> **Exercises to complete**:
1. Reproduce the part of the Glenn Fine profile starting at "Fine took a" and ending at "can be improved.".
2. According to the Glenn Fine profile, in what year did Fine join the Office of the Inspector General at the Department of Justice?
3. Write the next part of the Glenn Fine profile, picking up after its final sentence.
==== Text segment
Glenn Fine's career-long crusade against corruption might have its roots in his college days. As a point guard for the Harvard basketball team, Fine had his personal best game on Dec. 16, 1978, the same day he interviewed for–and received–a Rhodes scholarship. He put up 19 points against Boston College, including eight steals, and the team nearly eeked out a win against the favored Boston players. A remarkable day.
What Fine would later discover was that mobsters had bribed Boston College players to play worse to keep the game tight and not cover the point spread. Henry Hill and Jimmy Burke–later portrayed by Ray Liotta and Robert De Niro in the movie Goodfellas were part of the point-shaving scheme.
Fine would later be drafted in the 10th round of the NBA draft by the San Antonio Spurs, but it was the anti-corruption law that stuck, not basketball.
Fine took a job out of law school as a prosecutor in Washington, D.C., and joined the Office of the Inspector General at the Department of Justice in 1995. He would go on to serve as Inspector General at the DOJ from 2000 to 2011, then at the Department of Defense from 2015 until 2020. He was one of the five inspectors general fired by then-President Donald Trump in what the Washington Post referred to as the "slow-motion Friday night massacre of inspectors general."
But what do inspectors general do? It's a question Fine wants to answer with his book, Watchdogs: Inspectors General and the Battle for Honest and Accountable Government. In this episode of the Modern Law Library, Fine and the ABA Journal's Lee Rawles discuss the function, history and importance of the position, along with ways Fine believes government oversight can be improved.
========
==== Extracted information
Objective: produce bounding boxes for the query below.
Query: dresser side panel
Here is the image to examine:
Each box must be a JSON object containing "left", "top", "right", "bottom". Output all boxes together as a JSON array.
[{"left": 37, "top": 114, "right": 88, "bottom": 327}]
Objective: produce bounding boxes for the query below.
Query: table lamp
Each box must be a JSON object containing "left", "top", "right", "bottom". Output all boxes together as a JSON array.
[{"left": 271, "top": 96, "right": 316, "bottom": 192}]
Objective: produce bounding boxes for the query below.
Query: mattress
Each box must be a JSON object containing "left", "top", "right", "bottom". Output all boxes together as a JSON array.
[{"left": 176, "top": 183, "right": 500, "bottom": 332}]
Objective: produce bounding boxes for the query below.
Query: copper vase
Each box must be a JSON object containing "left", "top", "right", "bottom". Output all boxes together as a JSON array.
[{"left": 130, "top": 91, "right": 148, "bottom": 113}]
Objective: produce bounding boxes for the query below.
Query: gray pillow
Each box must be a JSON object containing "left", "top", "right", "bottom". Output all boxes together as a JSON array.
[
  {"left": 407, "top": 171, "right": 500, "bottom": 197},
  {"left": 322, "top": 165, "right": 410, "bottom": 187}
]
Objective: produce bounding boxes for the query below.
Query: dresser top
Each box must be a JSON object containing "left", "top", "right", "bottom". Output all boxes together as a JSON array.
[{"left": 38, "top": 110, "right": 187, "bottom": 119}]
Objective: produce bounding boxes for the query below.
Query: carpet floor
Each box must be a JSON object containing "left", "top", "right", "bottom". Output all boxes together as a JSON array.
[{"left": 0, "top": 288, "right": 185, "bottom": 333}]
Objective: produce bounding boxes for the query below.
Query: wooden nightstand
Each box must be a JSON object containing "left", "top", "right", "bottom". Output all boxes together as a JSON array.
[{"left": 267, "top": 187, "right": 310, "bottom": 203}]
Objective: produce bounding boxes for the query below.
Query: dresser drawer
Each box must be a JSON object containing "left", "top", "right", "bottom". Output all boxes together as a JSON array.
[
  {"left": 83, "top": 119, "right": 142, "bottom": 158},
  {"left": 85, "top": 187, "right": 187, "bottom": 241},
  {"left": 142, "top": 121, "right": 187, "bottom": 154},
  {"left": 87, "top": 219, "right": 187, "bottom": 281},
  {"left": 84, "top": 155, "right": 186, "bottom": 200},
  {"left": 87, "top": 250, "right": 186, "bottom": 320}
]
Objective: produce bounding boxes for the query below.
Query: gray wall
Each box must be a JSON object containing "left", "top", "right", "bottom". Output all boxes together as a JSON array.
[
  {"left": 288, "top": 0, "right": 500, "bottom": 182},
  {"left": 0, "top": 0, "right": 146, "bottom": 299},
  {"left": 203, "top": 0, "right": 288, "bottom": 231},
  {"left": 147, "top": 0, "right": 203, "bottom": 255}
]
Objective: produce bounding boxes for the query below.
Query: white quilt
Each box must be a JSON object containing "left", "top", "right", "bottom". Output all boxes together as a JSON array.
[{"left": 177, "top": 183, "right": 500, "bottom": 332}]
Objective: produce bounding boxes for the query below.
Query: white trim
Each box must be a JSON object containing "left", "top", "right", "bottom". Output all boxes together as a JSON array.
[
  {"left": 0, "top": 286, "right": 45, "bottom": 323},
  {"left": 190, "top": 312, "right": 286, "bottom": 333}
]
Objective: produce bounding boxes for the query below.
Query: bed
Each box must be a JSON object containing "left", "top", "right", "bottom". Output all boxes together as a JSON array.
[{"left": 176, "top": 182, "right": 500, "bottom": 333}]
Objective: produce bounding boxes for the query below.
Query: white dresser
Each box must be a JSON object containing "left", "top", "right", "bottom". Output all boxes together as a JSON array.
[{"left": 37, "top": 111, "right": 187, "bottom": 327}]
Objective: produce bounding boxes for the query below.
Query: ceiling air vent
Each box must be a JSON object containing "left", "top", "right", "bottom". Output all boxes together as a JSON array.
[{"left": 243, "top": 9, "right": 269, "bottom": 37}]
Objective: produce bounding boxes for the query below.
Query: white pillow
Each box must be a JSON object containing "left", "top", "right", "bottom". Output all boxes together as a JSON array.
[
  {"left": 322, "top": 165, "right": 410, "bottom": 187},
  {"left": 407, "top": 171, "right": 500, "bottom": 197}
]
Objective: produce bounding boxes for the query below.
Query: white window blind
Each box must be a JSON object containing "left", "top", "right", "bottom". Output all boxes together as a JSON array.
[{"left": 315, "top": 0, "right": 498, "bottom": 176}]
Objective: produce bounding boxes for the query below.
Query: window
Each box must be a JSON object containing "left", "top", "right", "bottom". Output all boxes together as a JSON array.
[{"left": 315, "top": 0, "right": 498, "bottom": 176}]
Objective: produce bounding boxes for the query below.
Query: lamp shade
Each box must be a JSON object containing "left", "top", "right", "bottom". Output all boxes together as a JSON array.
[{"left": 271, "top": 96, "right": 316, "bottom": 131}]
========
> **Answer list**:
1.
Fine took a job out of law school as a prosecutor in Washington, D.C., and joined the Office of the Inspector General at the Department of Justice in 1995. He would go on to serve as Inspector General at the DOJ from 2000 to 2011, then at the Department of Defense from 2015 until 2020. He was one of the five inspectors general fired by then-President Donald Trump in what the Washington Post referred to as the "slow-motion Friday night massacre of inspectors general."
But what do inspectors general do? It's a question Fine wants to answer with his book, Watchdogs: Inspectors General and the Battle for Honest and Accountable Government. In this episode of the Modern Law Library, Fine and the ABA Journal's Lee Rawles discuss the function, history and importance of the position, along with ways Fine believes government oversight can be improved.

2. 1995

3.
As of the book's publication in 2024, there are 74 inspector general offices at the federal level, with more than 14,000 employees. As the IG for the Department of Defense, Fine oversaw the largest office, with some 1,700 employees. Inspectors general conduct independent, non-partisan oversight investigations into waste, fraud, misconduct and best practices, and deliver their reports and recommendations to Congress and the agencies involved. The IGs cannot enforce the adoption of recommendations, but their work acts as the "sunshine" for disinfection, Fine says.
One major recommendation Fine makes in Watchdogs is that an inspector general be established for the U.S. Supreme Court and the federal judiciary, who could perhaps file their reports to the chief justice or the head of the Administrative Office of the U.S. Courts. Fine points to judicial ethics concerns and polls finding public trust in the Supreme Court at historic lows, and argues one way to increase public trust is through the transparency provided by an inspector general.
Also in this episode, Fine offers advice for anyone considering a career in public service. Rawles and Fine discuss stories of his own investigations, including evaluating the claims of a whistleblowing scientist at the FBI laboratory and looking into how the infamous double-agent spy Robert Hanssen was able to fool his FBI superiors and pass intel to Soviets and Russians.